### Exercises
(1) According to the biography of Tali Shemesh, which film school did she graduate from?
(2) Reproduce word for word the part of the Tali Shemesh biography from "Tali Shemesh (Hebrew: טלי" to "Spiegel film school.".
==== Reading text
- Born: 1969 (age 56–57) Jerusalem
- Occupation: Documentary filmmaker

= Tali Shemesh =

Israeli documentary filmmaker

Tali Shemesh (Hebrew: טלי שמש; born in 1969) is an Israeli documentary filmmaker.

== Biography ==
Shemesh was born in Jerusalem. She graduated from Sam Spiegel film school.

She then directed dozens of investigative and documentary television programs, including Uvda with Ilana Dayan. In 1999, she directed her first documentary film, Hashmena Vehayafa (Fat and Beautiful) for Channel 8.

In 2004, she directed the film Zahav Lavan Avoda Shchora (White Gold Black Work), which deals with the exploitation of outsourced workers at the Dead Sea Works. The film roused a public outcry.
========
==== Data lines
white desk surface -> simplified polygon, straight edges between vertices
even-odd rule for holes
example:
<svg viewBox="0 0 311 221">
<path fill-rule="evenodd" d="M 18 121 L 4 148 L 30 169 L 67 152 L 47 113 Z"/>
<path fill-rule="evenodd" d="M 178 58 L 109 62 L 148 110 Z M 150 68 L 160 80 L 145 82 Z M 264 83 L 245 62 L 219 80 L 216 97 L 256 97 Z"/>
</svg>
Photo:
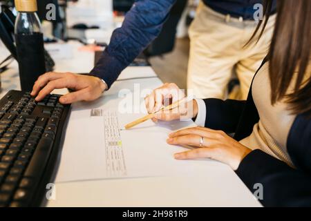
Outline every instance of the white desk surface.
========
### Solved tasks
(1) Sam Spiegel film school

(2)
Tali Shemesh (Hebrew: טלי שמש; born in 1969) is an Israeli documentary filmmaker.

== Biography ==
Shemesh was born in Jerusalem. She graduated from Sam Spiegel film school.